_EXERCISE DESCRIPTION_
Reproduce verbatim the lines of the records below, starting at the line that contains "If you could pin the heliostat" and ending at the line that contains "If you could pin the hazy", with both of those lines included.

_EXTRACTED MATERIAL_

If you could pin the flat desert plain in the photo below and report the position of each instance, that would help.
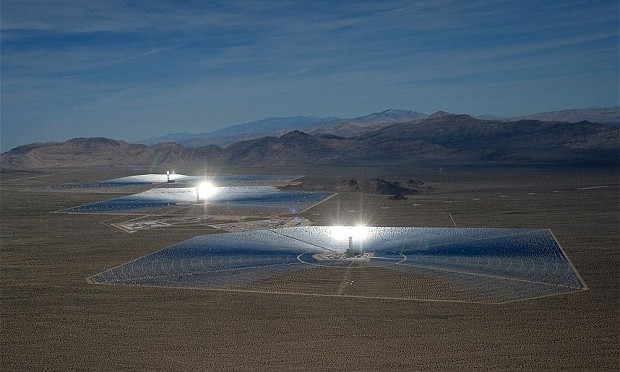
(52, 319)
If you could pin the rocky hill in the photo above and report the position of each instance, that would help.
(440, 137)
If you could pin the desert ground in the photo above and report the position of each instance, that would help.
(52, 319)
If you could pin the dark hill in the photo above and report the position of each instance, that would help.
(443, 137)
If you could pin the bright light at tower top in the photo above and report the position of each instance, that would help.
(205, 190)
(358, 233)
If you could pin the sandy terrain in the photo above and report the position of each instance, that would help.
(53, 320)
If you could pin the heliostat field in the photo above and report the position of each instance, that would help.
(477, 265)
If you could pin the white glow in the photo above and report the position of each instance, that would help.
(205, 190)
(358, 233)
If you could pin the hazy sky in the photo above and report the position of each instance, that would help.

==

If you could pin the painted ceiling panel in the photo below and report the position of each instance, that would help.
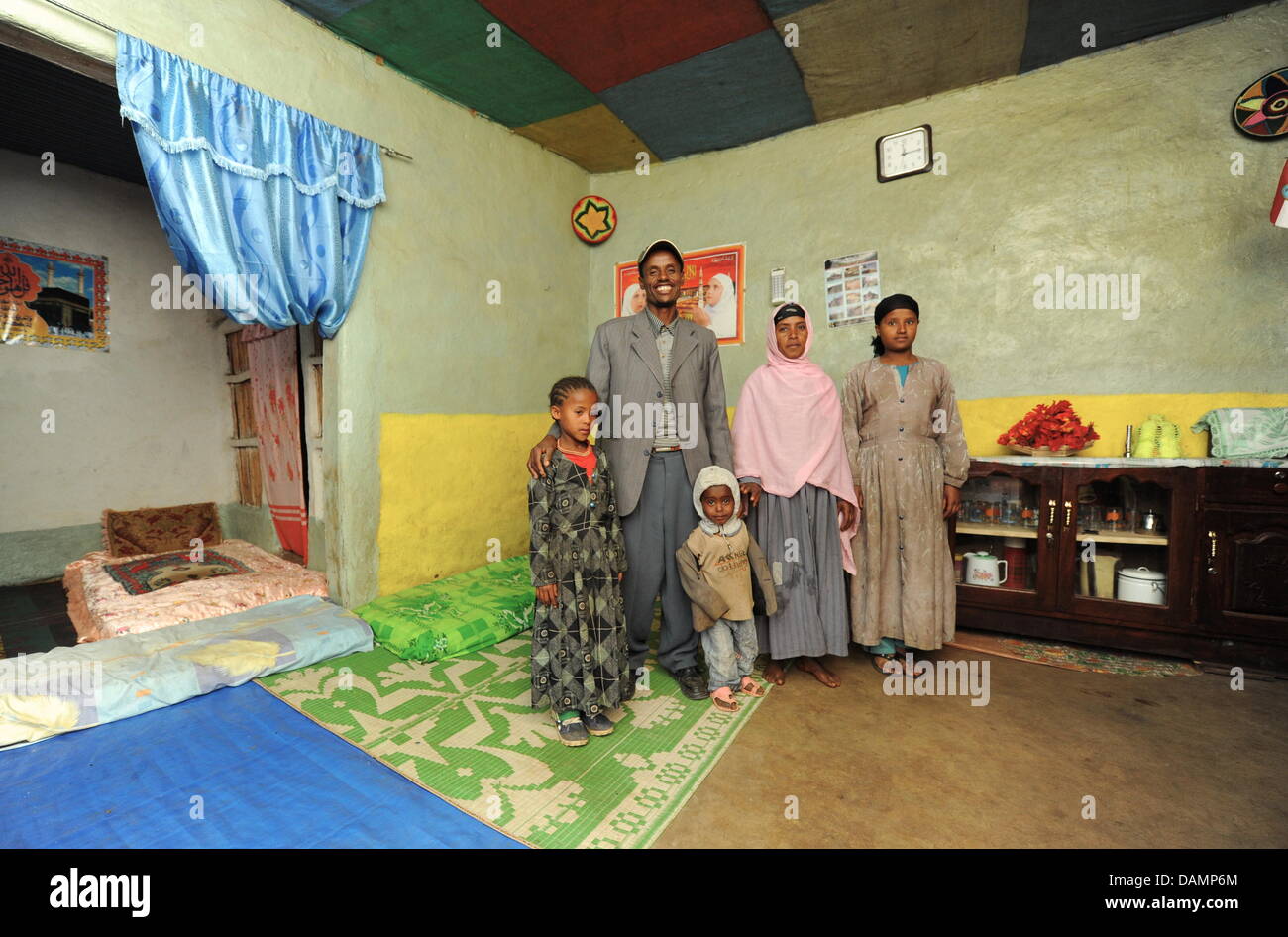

* * *

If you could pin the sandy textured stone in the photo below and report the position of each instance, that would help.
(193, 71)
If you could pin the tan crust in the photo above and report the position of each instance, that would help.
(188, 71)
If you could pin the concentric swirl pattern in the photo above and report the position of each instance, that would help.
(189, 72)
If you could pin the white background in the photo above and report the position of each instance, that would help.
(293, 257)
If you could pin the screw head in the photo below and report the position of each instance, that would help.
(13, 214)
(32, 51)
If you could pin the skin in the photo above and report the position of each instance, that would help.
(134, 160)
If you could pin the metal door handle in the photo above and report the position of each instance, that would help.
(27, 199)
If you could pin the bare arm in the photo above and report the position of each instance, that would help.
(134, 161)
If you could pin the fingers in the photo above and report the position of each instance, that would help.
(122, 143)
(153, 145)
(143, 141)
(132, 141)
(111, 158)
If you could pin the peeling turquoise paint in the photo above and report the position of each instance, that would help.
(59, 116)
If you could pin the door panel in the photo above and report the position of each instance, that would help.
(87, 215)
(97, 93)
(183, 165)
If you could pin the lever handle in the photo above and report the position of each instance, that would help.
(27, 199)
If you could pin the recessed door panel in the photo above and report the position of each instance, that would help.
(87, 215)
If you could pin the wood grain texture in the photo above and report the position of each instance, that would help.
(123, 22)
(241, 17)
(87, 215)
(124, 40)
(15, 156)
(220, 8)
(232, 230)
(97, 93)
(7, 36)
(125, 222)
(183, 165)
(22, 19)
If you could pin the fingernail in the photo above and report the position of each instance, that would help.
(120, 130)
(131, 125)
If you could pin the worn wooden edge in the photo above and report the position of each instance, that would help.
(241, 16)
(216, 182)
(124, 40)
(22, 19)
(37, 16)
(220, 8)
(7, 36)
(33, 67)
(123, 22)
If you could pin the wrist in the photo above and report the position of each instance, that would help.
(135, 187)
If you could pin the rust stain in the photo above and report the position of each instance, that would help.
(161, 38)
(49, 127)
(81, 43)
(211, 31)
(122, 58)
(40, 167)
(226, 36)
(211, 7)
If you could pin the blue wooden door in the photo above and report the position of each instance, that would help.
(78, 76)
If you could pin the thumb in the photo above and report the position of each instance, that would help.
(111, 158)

_ANSWER FOR THE TASK_
If you could pin the heliostat field in the photo above and report the position of each instance, that would help.
(477, 265)
If you could pin the white glow in the photo above and report the position of each instance, that would help.
(205, 190)
(358, 233)
If you could pin the hazy sky in the photo above and report the position of each instance, that would help.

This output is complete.